• Written request
Copy out the lines below word for word, leaving out the pictures.

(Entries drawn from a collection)
:::

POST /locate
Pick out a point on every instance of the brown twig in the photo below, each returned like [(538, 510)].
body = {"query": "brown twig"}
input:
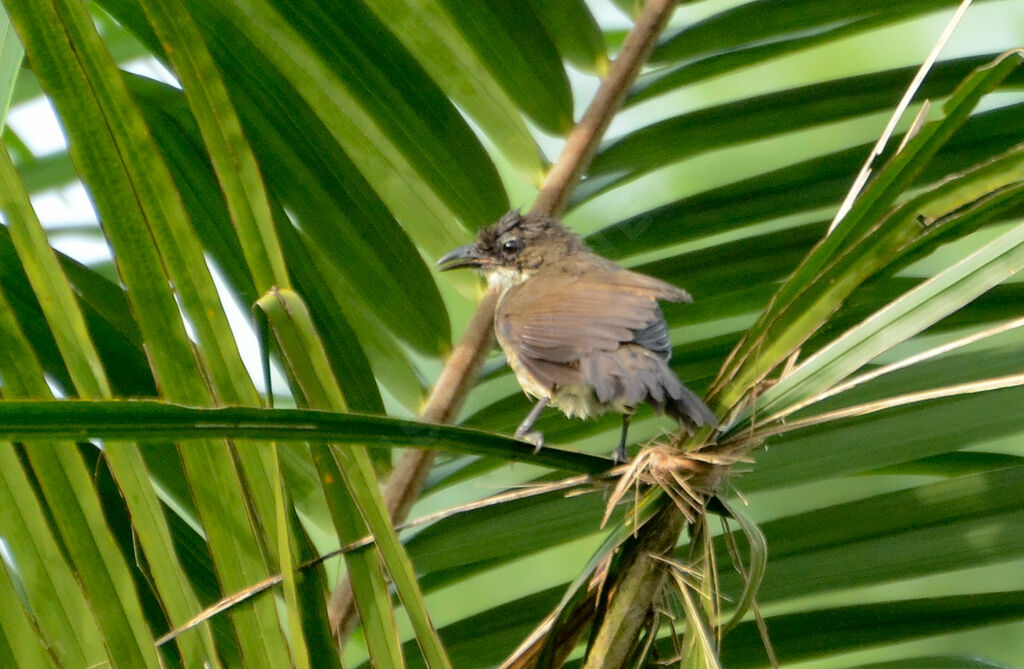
[(461, 370)]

:::

• Finished answer
POST /locate
Pick out a point on every instance of the brown twig in the photo below, each returned like [(538, 510)].
body = {"query": "brown twig"}
input:
[(461, 370)]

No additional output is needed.